→ **INSTRUCCIÓN A**
Responde brevemente estas preguntas sobre la reseña de Roofman:
(i) ¿Cuántos restaurantes McDonald’s robó Jeffrey Manchester?
(ii) ¿Cuánto tiempo sobrevivió escondido en un Toys “R” Us?
(iii) ¿Qué actor interpreta a Jeffrey Manchester?
→ **INSTRUCCIÓN B**
Reproduce con exactitud el fragmento de la reseña de Roofman comprendido entre "Desde sus primeros" y "cuela la supervivencia.", ambos incluidos.
→ **INSTRUCCIÓN C**
Escribe lo que sigue en la reseña de Roofman a partir de su última oración.

→ **PASAJE DEL TEXTO**
# # #

Hay historias que parecen concebidas para el cine incluso antes de que una cámara las registre. No porque respondan a una estructura clásica de ascenso, caída y redención, sino porque contienen un núcleo de extrañeza tan poderoso que obliga a mirarlas dos veces. Roofman: Un ladrón en el tejado parte de una de esas anécdotas que desafían el sentido común: la historia real de Jeffrey Manchester, un exmilitar estadounidense que, arruinado emocional y económicamente, robó más de sesenta restaurantes McDonald’s entrando por el tejado, escapó de prisión y sobrevivió durante seis meses escondido en un Toys “R” Us. La película se apoya en ese material insólito para construir algo más que un thriller criminal; propone, con ambición desigual, pero sincera, una reflexión sobre la masculinidad herida, el fracaso del sueño americano y la infantilización de una sociedad que promete abundancia mientras produce exclusión.

Desde sus primeros minutos, Roofman deja claro que no quiere limitarse a la recreación anecdótica. La puesta en escena introduce a Jeffrey Manchester (interpretado por un Channing Tatum sorprendentemente contenido) como un hombre en tránsito: divorciado, separado de sus hijos, sin recursos y con una identidad resquebrajada tras su paso por el ejército. El guion insiste en un rasgo clave del personaje: su capacidad de observación. No se trata solo de una habilidad práctica que le permitirá diseñar robos casi quirúrgicos, sino de una forma de estar en el mundo, atento a las grietas —literal y metafóricas— por las que se cuela la supervivencia.

# # #

→ **DATOS PROPORCIONADOS**
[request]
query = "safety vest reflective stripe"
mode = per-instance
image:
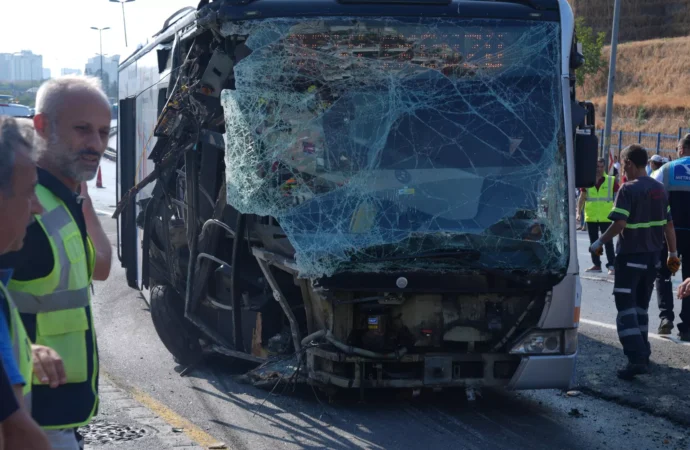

# # #

→ **RESPUESTA ESCRITA A**
(i) Más de sesenta.
(ii) Seis meses.
(iii) Channing Tatum.

→ **RESPUESTA ESCRITA B**
Desde sus primeros minutos, Roofman deja claro que no quiere limitarse a la recreación anecdótica. La puesta en escena introduce a Jeffrey Manchester (interpretado por un Channing Tatum sorprendentemente contenido) como un hombre en tránsito: divorciado, separado de sus hijos, sin recursos y con una identidad resquebrajada tras su paso por el ejército. El guion insiste en un rasgo clave del personaje: su capacidad de observación. No se trata solo de una habilidad práctica que le permitirá diseñar robos casi quirúrgicos, sino de una forma de estar en el mundo, atento a las grietas —literal y metafóricas— por las que se cuela la supervivencia.

→ **RESPUESTA ESCRITA C**
El dispositivo narrativo central, el robo a través del techo, funciona como una poderosa metáfora visual. Manchester no entra por la puerta ni rompe escaparates: perfora el tejado, ese límite invisible que separa lo público de lo inaccesible. El McDonald’s, icono de la cultura de consumo global, aparece así vulnerado desde arriba, como si el sistema solo pudiera ser desestabilizado por quienes ya no tienen lugar dentro de él. La repetición de los asaltos —más de sesenta— no busca tanto generar tensión como insistir en el carácter ritual del delito: cada robo es un acto metódico, casi profesional, desprovisto de violencia explícita pero cargado de una amenaza latente.

Uno de los aciertos de la película es su negativa a convertir a Manchester en un villano caricaturesco. Aunque encierra a los empleados en la cámara frigorífica, la narración subraya que nunca los hiere físicamente. Esta decisión ética, discutible pero coherente con el personaje, introduce una ambigüedad moral que el film explota con inteligencia: ¿es Manchester un criminal despiadado o un hombre desesperado que ha encontrado una solución tan ingeniosa como ilegal a su miseria? La película no responde de forma tajante, y en esa indefinición reside parte de su interés.

Channing Tatum afronta uno de los papeles más complejos de su carrera. Alejado del carisma expansivo que suele caracterizarlo, construye a Jeffrey Manchester desde la contención y la fragilidad. Su físico imponente contrasta con la precariedad emocional del personaje, generando una tensión constante entre apariencia y vulnerabilidad. Tatum logra transmitir la obsesión silenciosa del ladrón, su inteligencia práctica y, sobre todo, una melancolía persistente que impregna incluso las escenas de mayor ingenio narrativo. No estamos ante un genio criminal glamurizado, sino ante un hombre que roba para comprar regalos a sus hijos, como si los objetos pudieran sustituir una presencia ausente.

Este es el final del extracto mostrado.